■ Teks Sumber:

Indonesia Mengaku Diskriminatif

Singapura, JP.-

Pemerintah Indonesia, akhirnya, mengaku khilaf atas kebijakan diskriminasi yang selama ini diberlakukan di sektor pendidikan terhadap etnis Cina. Dengan kebijakan masa lalu itu, kata Mendikbud Juwono Sudarsono, beberapa etnis Cina Indonesia lebih suka belajar di luar negeri dan menetap di sana, seperti di Singapura.

Juwono tidak berkomentar atas statemen ‘’rasialis’’ dari Presiden B.J. Habibie buat Singapura, yang ditudingnya tidak memberi hak etnis Melayu menjadi perwira militer. Namun, apa yang dikatakan Juwono ini bisa dipandang sebagai alasan mengapa Habibie melempar statemen rasialis buat Singapura tersebut.

Dalam wawancara yang dimuat The Straits Times kemarin, Mendikbud mengakui bahwa pada dasarnya adalah kesalahan Indonesia yang telah menyia-nyiakan etnis Cina di masa lalu itu.

‘’Saya katakan kepada Presiden Habibie dalam pertemuan bahwa pada dasarnya kesalahan kita menyia-nyiakan warga keturunan Cina itu. Inilah saatnya mengakui kesalahan kami dan tidak menyalahkan etnis Cina atas segala sesuatu yang terjadi,’’ kata Juwono.

Dia kemudian menunjuk wujud diskriminasi itu pada rezim yang telah lewat. Misalnya, pemberlakuan batasan 10 persen bagi etnis Cina untuk bisa belajar di bidang medis, permesinan, sains dan hukum di universitas.

Menurut Juwono, saat itu, bukanlah tugas sulit untuk memprediksi respon minoritas terhadap kebijakan diskriminasi tersebut, yang prinsipnya tidak memberi mereka kesempatan sama. ‘’Beberapa lalu pergi belajar ke luar negeri, kemudian tinggal bersama keluarganya di negara seperti Singapura dan Australia.’’

Di sana, lanjut Juwono, mereka dan anak-anaknya mendapatkan kesempatan yang sama. Untuk mengoreksi langkah keliru itu, Juwono mengatakan bahwa Menteri Kehakiman Muladi telah membuka mata Presiden Habibie atas besarnya warga Indonesia keturunan Cina yang saat ini belajar dan bertempat tinggal di Singapura.

■ Data Entri:
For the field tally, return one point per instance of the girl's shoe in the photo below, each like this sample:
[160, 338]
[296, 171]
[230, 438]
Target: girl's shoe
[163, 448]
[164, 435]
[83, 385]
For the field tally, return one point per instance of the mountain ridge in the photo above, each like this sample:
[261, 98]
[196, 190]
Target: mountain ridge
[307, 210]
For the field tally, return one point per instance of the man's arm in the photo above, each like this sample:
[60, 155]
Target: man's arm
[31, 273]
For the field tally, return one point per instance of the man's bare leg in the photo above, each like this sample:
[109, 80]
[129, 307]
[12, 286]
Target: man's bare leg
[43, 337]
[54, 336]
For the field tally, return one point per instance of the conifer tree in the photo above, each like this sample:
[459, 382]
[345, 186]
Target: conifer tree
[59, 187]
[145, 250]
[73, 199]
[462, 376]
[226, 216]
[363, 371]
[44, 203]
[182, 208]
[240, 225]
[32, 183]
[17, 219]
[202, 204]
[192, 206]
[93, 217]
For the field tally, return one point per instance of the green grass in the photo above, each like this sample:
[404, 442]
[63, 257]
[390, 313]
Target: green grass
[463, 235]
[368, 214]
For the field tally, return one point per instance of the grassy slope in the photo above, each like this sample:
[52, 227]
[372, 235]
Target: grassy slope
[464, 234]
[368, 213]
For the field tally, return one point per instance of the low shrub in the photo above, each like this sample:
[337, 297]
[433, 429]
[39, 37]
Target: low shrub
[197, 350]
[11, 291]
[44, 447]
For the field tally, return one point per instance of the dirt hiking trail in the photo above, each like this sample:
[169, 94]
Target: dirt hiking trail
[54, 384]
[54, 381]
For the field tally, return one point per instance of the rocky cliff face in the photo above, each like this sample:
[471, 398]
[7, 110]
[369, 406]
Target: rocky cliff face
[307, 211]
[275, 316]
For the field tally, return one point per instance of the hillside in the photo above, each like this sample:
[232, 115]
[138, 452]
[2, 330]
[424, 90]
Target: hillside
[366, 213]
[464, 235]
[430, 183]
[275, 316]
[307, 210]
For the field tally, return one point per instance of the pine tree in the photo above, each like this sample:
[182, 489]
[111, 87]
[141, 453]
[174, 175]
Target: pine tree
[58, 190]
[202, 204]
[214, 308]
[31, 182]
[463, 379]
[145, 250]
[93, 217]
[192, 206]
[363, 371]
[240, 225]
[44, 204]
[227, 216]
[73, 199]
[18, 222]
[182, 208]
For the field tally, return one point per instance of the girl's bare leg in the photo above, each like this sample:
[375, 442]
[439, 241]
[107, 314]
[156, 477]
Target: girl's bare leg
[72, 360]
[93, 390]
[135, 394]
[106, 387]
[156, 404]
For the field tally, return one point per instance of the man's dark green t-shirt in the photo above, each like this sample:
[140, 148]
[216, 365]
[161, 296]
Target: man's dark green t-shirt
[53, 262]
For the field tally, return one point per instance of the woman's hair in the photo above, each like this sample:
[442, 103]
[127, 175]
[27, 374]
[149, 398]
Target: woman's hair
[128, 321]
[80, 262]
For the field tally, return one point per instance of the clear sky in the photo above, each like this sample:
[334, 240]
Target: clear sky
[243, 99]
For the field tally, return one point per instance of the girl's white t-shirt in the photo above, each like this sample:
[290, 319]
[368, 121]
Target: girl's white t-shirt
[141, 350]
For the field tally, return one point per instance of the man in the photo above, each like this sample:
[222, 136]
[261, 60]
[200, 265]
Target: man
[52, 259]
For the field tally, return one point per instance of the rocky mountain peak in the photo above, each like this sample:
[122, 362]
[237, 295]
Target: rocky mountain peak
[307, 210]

■ Petunjuk Latihan:
**a)** Salin bagian teks sumber tentang pengakuan diskriminasi pendidikan, mulai dari "Indonesia Mengaku Diskriminatif" sampai dengan "masa lalu itu.".
**b)** Jawab pertanyaan berikut berdasarkan teks sumber.
(i) Di media apa wawancara dengan Mendikbud dimuat?
(ii) Berapa persen batasan yang diberlakukan bagi etnis Cina untuk belajar di bidang medis, permesinan, sains, dan hukum di universitas?
(iii) Siapa yang disebut telah membuka mata Presiden Habibie tentang banyaknya warga Indonesia keturunan Cina yang belajar dan tinggal di Singapura?
Entri-entri tersebut berasal dari sumber yang berbeda dengan teks sumber.

■ Jawaban Berurutan:
**a)**
Indonesia Mengaku Diskriminatif

Singapura, JP.-

Pemerintah Indonesia, akhirnya, mengaku khilaf atas kebijakan diskriminasi yang selama ini diberlakukan di sektor pendidikan terhadap etnis Cina. Dengan kebijakan masa lalu itu, kata Mendikbud Juwono Sudarsono, beberapa etnis Cina Indonesia lebih suka belajar di luar negeri dan menetap di sana, seperti di Singapura.

Juwono tidak berkomentar atas statemen ‘’rasialis’’ dari Presiden B.J. Habibie buat Singapura, yang ditudingnya tidak memberi hak etnis Melayu menjadi perwira militer. Namun, apa yang dikatakan Juwono ini bisa dipandang sebagai alasan mengapa Habibie melempar statemen rasialis buat Singapura tersebut.

Dalam wawancara yang dimuat The Straits Times kemarin, Mendikbud mengakui bahwa pada dasarnya adalah kesalahan Indonesia yang telah menyia-nyiakan etnis Cina di masa lalu itu.

**b)**
(i) The Straits Times
(ii) 10 persen
(iii) Menteri Kehakiman Muladi